◆ Exercise prompt ◆
Reproduce the data verbatim, from its first line through the line containing "[320,365,350,389]", inclusive. Omit the pictures from your answer.

◆ Given entries ◆

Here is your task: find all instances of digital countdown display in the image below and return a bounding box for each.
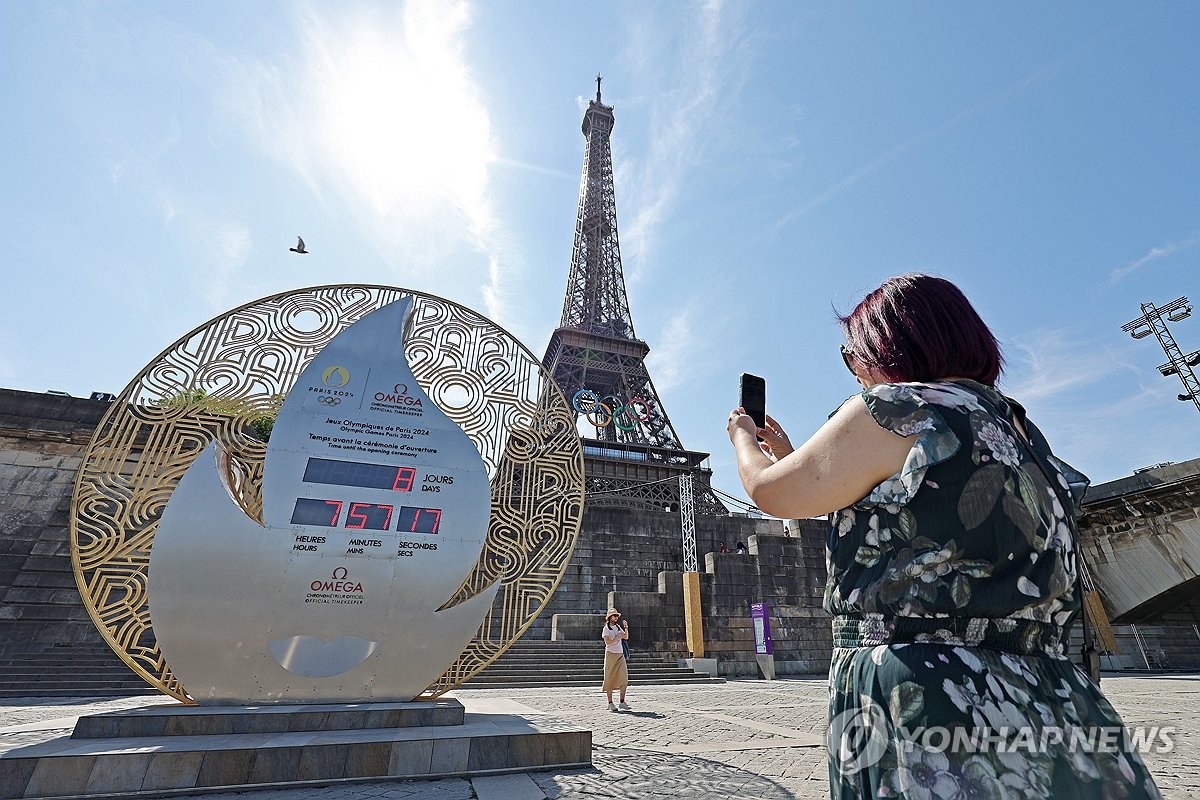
[292,498,442,534]
[304,458,416,492]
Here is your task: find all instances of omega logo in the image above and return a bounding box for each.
[376,384,421,407]
[308,566,362,594]
[320,365,350,389]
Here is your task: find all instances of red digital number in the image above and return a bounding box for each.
[346,503,371,529]
[391,467,416,492]
[409,509,442,534]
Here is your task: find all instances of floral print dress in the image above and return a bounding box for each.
[824,380,1162,800]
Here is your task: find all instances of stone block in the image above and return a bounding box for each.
[388,739,433,776]
[196,750,254,787]
[344,741,392,777]
[542,730,592,766]
[247,747,301,783]
[0,758,37,798]
[430,739,470,775]
[296,745,350,781]
[467,735,514,771]
[86,753,150,794]
[25,756,96,798]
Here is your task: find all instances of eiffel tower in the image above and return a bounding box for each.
[542,76,728,515]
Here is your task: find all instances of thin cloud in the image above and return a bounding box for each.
[496,157,580,184]
[1002,329,1200,482]
[188,215,253,308]
[1109,233,1200,285]
[646,306,697,393]
[214,0,523,318]
[1004,329,1138,402]
[770,21,1120,231]
[614,0,746,282]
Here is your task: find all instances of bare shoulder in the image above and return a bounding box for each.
[746,395,913,518]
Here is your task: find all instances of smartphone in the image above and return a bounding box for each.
[740,372,767,428]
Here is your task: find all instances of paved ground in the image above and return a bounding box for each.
[0,675,1200,800]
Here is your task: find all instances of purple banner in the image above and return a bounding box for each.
[750,603,775,656]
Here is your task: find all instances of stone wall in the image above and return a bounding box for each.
[526,507,782,639]
[0,390,108,654]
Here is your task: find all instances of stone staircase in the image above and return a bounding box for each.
[462,638,725,691]
[0,643,158,698]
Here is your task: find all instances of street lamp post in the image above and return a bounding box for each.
[1121,297,1200,410]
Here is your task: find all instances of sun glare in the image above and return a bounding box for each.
[313,2,496,229]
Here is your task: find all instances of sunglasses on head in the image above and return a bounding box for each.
[841,344,858,378]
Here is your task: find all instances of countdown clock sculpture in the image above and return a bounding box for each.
[71,285,583,704]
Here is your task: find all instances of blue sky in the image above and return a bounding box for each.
[0,0,1200,506]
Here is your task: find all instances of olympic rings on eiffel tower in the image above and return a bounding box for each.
[571,389,652,431]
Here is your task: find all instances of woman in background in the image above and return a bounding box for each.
[600,608,634,711]
[728,275,1160,800]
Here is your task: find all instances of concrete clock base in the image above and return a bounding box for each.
[0,699,592,799]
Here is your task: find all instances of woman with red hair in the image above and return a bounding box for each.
[728,275,1160,800]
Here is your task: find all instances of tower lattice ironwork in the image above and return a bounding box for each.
[542,76,727,513]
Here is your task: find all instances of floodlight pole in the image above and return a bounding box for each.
[1121,297,1200,410]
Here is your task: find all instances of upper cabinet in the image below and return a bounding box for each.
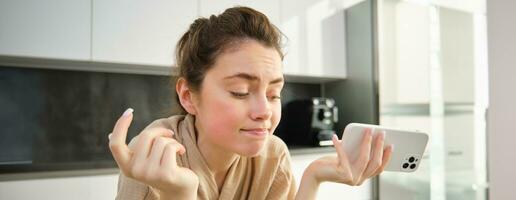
[199,0,281,25]
[92,0,198,66]
[0,0,363,82]
[0,0,91,60]
[280,0,361,78]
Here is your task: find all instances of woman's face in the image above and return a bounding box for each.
[195,40,284,156]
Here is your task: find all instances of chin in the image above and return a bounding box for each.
[238,142,265,157]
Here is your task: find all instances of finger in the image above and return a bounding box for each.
[161,143,186,169]
[109,108,133,171]
[134,128,174,163]
[353,128,373,182]
[362,131,385,181]
[373,144,394,176]
[148,137,175,166]
[331,134,349,171]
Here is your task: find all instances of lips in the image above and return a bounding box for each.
[241,128,269,137]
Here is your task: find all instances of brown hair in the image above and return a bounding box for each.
[176,7,284,113]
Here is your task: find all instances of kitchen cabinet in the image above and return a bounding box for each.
[92,0,197,66]
[199,0,280,25]
[280,0,361,79]
[0,0,91,60]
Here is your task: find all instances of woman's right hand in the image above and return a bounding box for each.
[109,109,199,199]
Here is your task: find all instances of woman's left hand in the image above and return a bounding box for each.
[305,129,393,186]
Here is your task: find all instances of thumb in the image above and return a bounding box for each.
[109,108,133,170]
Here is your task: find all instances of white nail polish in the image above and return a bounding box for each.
[123,108,134,116]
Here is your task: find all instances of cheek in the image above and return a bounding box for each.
[202,91,245,139]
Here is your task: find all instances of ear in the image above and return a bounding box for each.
[176,78,197,115]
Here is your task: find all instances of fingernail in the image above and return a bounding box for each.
[122,108,134,117]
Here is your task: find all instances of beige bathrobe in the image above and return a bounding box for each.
[116,115,296,200]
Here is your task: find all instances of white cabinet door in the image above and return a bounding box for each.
[292,152,373,200]
[280,0,361,78]
[92,0,197,66]
[199,0,280,25]
[0,0,91,60]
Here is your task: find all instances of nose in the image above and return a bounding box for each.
[250,95,272,121]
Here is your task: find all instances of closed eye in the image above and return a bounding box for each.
[230,92,249,98]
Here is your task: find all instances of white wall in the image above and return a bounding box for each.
[0,174,118,200]
[487,0,516,200]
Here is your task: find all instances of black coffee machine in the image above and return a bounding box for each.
[278,97,338,146]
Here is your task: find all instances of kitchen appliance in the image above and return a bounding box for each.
[278,97,338,146]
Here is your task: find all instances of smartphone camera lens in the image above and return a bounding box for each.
[403,163,409,169]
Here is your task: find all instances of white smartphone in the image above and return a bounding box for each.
[342,123,428,172]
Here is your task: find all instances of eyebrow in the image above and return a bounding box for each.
[224,72,284,84]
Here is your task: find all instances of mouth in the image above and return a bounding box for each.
[240,128,269,138]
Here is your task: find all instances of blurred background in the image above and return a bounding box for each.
[0,0,516,200]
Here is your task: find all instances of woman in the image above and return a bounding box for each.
[109,7,392,199]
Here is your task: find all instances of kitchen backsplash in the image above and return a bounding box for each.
[0,67,321,173]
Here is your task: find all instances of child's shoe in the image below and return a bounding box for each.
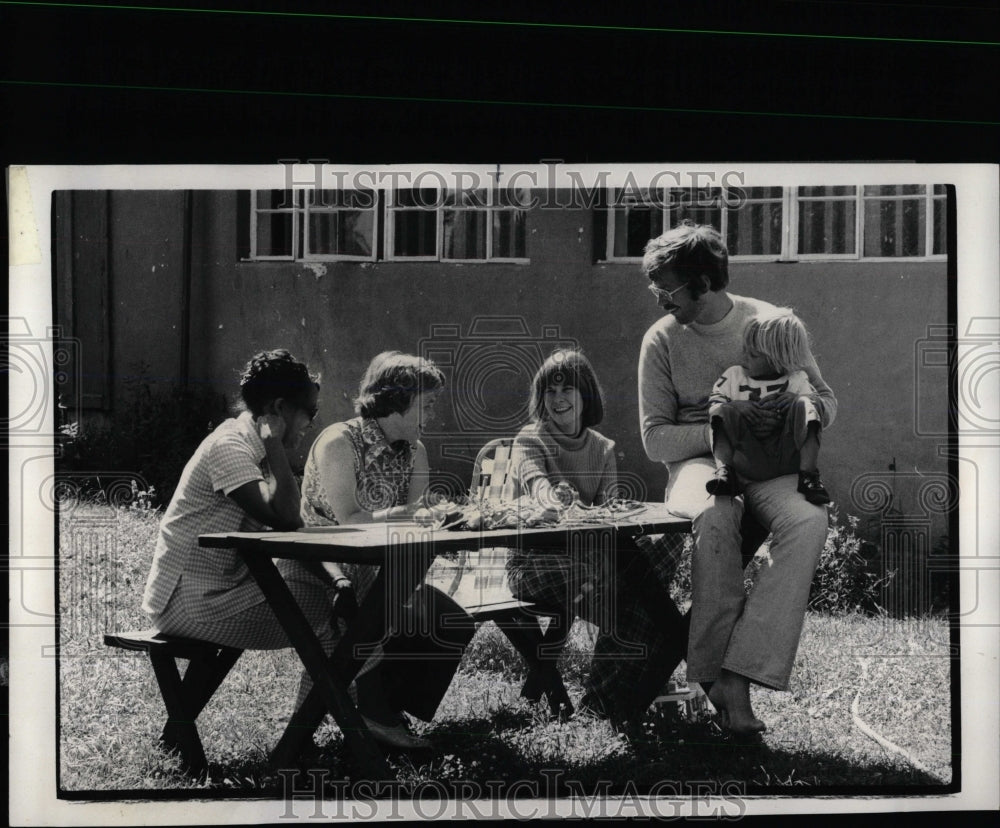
[705,466,739,497]
[799,470,830,506]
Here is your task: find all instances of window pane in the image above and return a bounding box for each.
[309,210,375,256]
[667,203,722,230]
[730,187,782,201]
[444,189,490,209]
[799,184,854,198]
[799,199,855,254]
[444,210,489,259]
[392,187,444,210]
[726,201,782,256]
[257,213,292,256]
[931,198,948,256]
[865,184,924,197]
[614,205,663,258]
[864,198,927,256]
[309,190,377,210]
[256,190,297,210]
[493,187,531,207]
[492,210,528,259]
[392,210,437,256]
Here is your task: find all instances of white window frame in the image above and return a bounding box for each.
[250,190,302,262]
[603,187,789,264]
[384,190,531,265]
[786,184,864,262]
[601,183,948,264]
[858,184,948,262]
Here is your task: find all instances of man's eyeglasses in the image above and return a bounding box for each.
[648,285,687,305]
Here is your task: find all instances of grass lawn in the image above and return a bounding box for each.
[59,506,952,796]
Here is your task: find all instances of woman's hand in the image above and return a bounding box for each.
[256,414,285,443]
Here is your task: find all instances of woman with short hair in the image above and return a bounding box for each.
[301,351,473,748]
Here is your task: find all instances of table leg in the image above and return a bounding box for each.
[271,547,434,767]
[243,552,394,780]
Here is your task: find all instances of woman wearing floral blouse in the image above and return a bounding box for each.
[301,351,472,749]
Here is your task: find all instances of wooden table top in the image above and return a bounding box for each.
[198,503,691,564]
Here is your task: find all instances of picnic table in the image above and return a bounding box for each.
[199,503,691,780]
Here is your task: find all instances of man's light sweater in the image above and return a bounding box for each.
[639,294,837,476]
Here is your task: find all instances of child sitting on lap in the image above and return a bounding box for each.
[706,308,830,505]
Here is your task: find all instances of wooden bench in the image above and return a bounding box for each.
[428,549,573,717]
[104,629,243,776]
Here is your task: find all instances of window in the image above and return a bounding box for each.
[863,184,947,258]
[250,190,302,261]
[302,190,378,261]
[386,189,530,262]
[796,186,858,259]
[605,184,947,262]
[607,187,786,261]
[244,188,531,263]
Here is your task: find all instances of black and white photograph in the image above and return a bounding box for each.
[9,164,996,818]
[2,2,1000,825]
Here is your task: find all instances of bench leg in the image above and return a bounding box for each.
[149,652,208,776]
[160,647,243,764]
[498,610,573,716]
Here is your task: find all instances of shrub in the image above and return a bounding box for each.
[60,364,227,507]
[671,506,894,615]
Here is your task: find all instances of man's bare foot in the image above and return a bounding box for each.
[708,670,767,736]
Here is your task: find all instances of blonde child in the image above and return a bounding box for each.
[706,308,830,505]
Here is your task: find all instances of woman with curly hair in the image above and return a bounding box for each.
[301,351,474,749]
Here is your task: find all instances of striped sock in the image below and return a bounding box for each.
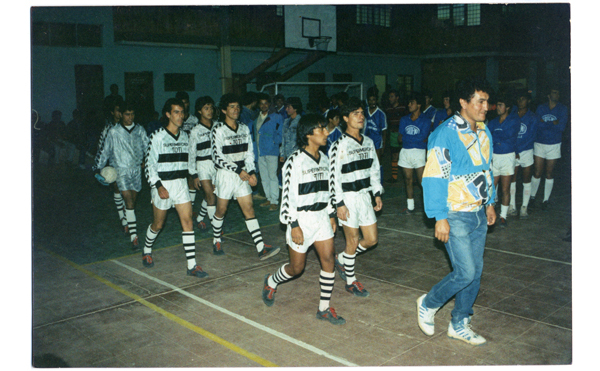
[544,178,554,202]
[190,189,196,206]
[319,270,335,311]
[113,192,127,227]
[510,182,525,209]
[181,231,196,269]
[523,183,531,207]
[125,209,137,242]
[246,218,265,252]
[144,224,160,254]
[268,263,294,289]
[210,215,225,243]
[344,253,356,285]
[196,200,208,223]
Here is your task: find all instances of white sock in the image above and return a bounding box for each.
[319,270,335,311]
[523,183,531,207]
[544,178,554,202]
[189,189,196,206]
[531,176,541,198]
[181,231,196,269]
[125,209,137,242]
[500,205,508,219]
[144,224,160,254]
[510,182,517,209]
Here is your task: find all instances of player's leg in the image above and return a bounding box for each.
[110,182,129,234]
[314,238,346,325]
[175,201,208,278]
[142,204,167,268]
[237,195,280,260]
[262,245,306,307]
[121,190,138,249]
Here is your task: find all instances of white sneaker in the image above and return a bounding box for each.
[417,294,440,336]
[448,318,487,345]
[519,206,529,219]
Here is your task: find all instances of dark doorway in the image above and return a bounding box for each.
[125,71,155,125]
[74,64,104,132]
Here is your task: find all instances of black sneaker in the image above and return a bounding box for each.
[187,264,208,278]
[317,307,346,325]
[142,253,154,268]
[335,254,346,281]
[262,274,277,307]
[258,245,280,260]
[213,241,225,255]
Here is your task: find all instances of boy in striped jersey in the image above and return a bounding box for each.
[262,114,346,325]
[96,103,148,250]
[142,98,208,278]
[211,94,280,260]
[329,98,383,297]
[92,102,129,235]
[188,96,222,234]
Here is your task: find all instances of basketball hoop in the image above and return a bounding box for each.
[313,36,331,52]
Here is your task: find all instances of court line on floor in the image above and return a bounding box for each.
[113,260,359,367]
[40,247,279,367]
[377,226,572,265]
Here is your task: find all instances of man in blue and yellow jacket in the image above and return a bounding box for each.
[417,78,496,345]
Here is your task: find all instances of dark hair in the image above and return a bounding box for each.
[327,109,342,120]
[336,91,350,105]
[408,91,427,111]
[119,101,135,113]
[256,93,271,103]
[515,89,531,101]
[296,113,327,148]
[219,93,240,110]
[238,91,258,106]
[340,97,364,132]
[175,91,190,102]
[194,95,215,118]
[285,97,302,113]
[456,77,494,103]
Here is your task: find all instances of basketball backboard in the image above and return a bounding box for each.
[283,5,337,52]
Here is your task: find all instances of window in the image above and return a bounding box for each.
[31,22,102,48]
[437,4,481,26]
[396,75,413,97]
[165,73,196,91]
[356,5,391,27]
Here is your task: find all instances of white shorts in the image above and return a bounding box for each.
[398,148,427,169]
[214,169,252,200]
[115,166,142,192]
[196,160,217,184]
[150,179,192,210]
[339,192,377,228]
[492,152,516,177]
[533,143,561,160]
[285,209,333,254]
[515,148,533,167]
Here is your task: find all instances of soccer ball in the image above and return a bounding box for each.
[100,166,117,184]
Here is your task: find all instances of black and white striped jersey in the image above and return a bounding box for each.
[146,127,189,188]
[188,123,212,176]
[92,121,118,170]
[329,133,382,207]
[279,149,335,226]
[96,124,148,169]
[212,121,256,174]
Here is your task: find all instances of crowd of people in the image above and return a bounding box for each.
[32,78,568,345]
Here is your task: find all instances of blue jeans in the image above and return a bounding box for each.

◆ Task output ◆
Here is your task: find all instances of digital countdown display in the image below and return a bounding box for each.
[292,498,442,534]
[304,458,416,492]
Here is your task: find all instances of omega logo in the image above and return a bounding box for each.
[376,384,421,407]
[308,566,362,594]
[320,365,350,389]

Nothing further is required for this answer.